**WHAT THIS EXERCISE ASKS:**
1. In the comment on academic research practices, whose responsibility should it be to check and sign off every page of a lab notebook?
2. Print the part of the comment on academic research practices that opens with the words containing "I've seen people" and closes with "is fundamentally broken.".
3. Carry on the comment on academic research practices from the point where it stops.

**TEXT SEGMENT:**

▽

People deliberately use improper statistics all the time to make their data "significant". It's outright fraud.
I've seen people doing sloppy work in the lab, and when questioning them, was told "no one cares so long as it's publishable". Coming from industry, where quality, accuracy and precision are paramount, I found the attitude shocking and repugnant. People should take pride and care in their work. If they can't do that, they shouldn't be working in the field.
PIs don't care so long as things are publishable. They live in wilful ignorance. Unless they are forced to investigate, it's easiest not to ask any questions and get unpleasant answers back. Many of them would be shocked if they saw the quality of work done by their underlings, but they live in an office and rarely get directly involved.
I've since gone back to industry. Academia is fundamentally broken.
When you say "double-checking" won't solve anything, I'd like to propose a different way of thinking about this:
* lab notebooks are supposed to be kept as a permanent record, checked and signed off. This rarely happens. It should be the responsibility of a manager to check and sign off every page, and question any changes or discrepancies.

△

**INFORMATION PROVIDED:**
▽

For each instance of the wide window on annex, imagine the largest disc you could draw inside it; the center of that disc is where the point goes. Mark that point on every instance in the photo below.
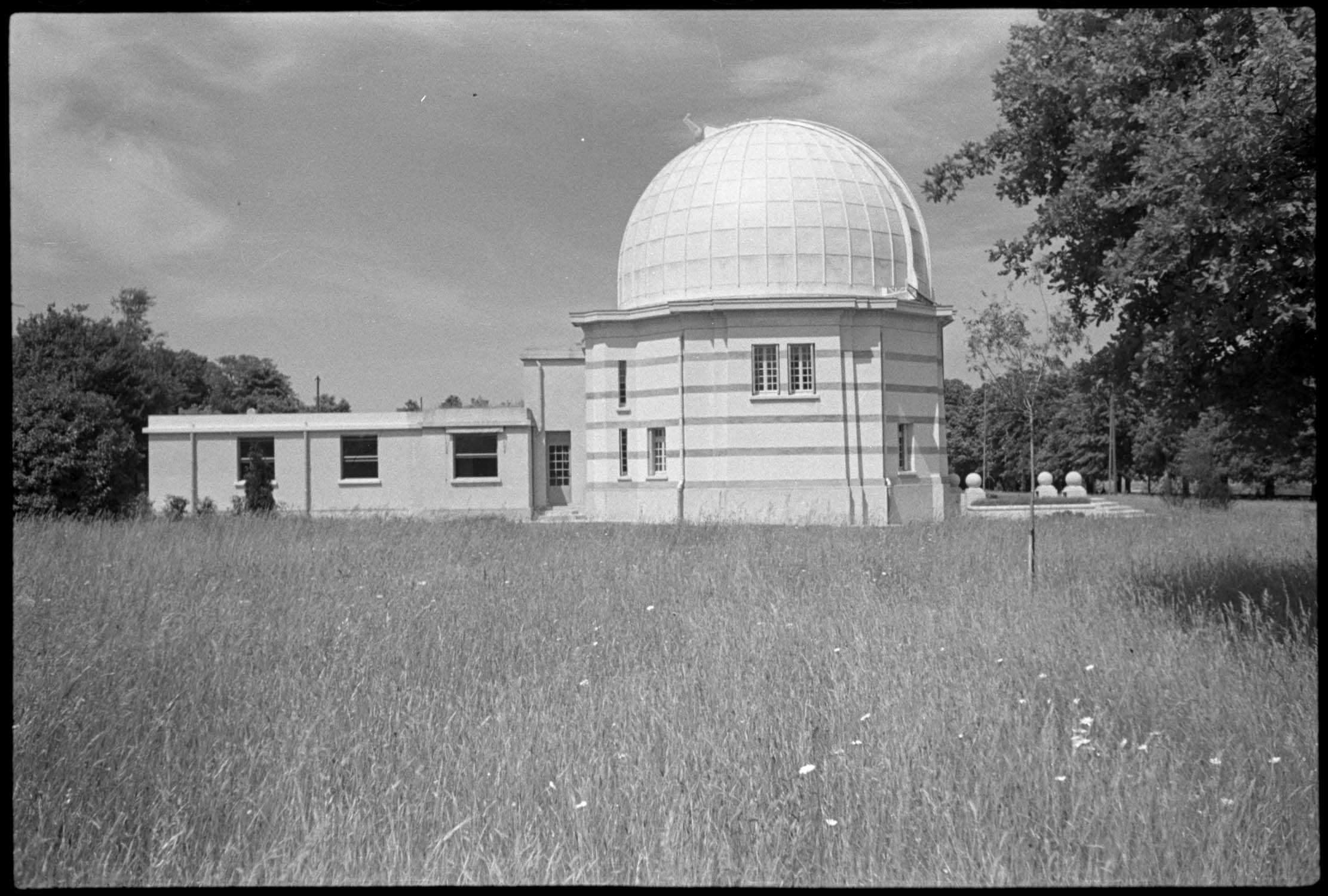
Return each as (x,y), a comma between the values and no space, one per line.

△

**RESULTS FOR THE EXERCISE:**
1. A manager's.

2.
I've seen people doing sloppy work in the lab, and when questioning them, was told "no one cares so long as it's publishable". Coming from industry, where quality, accuracy and precision are paramount, I found the attitude shocking and repugnant. People should take pride and care in their work. If they can't do that, they shouldn't be working in the field.
PIs don't care so long as things are publishable. They live in wilful ignorance. Unless they are forced to investigate, it's easiest not to ask any questions and get unpleasant answers back. Many of them would be shocked if they saw the quality of work done by their underlings, but they live in an office and rarely get directly involved.
I've since gone back to industry. Academia is fundamentally broken.

3.
* lab work needs independent validation, and lab workers should be able to prove their competence to perform tasks accurately and reproducibly; in industry labs do things like sending samples to reference labs, and receiving unknown samples to test, and these are used to calculate any deviation from the real value both between the reference lab and others in the same industry. They get ranked based upon their real-world performance.
* random external audits to check everything, record keeping, facilities, materials, data, working practices, with penalties for noncompliance.
Now, academic research is not the same as industry, but the point I'm making here is that what's largely missing here is oversight. By and large, there isn't any. But putting it in place would fix most of the problems, because most of the problems only exist because they are permitted to flourish in the absence of oversight. That's a failure of management in academia, globally. PIs aren't good managers. PIs see management in terms of academic prestige, and expanding their research group empires, but they are incompetent at it. They have zero training, little desire to do it, and it could be made a separate position in a department. Stop PIs managing, let them focus on science, and have a professional do it. And have compliance with oversight and work quality part of staff performance metrics, above publication quantity.
This is what industry does though. That is in the less theoretical fields. If you actually want to make something that works, then you need to base your science on provable fact. Produce oil, build a cool structure, generate electricity. Based on amazing and complex science, but it has to work.
Conclusion is that the science that is done needs to be provable, but that means practical. Which is unfortunate. Because what about all that science that may be, or one day may be, practical?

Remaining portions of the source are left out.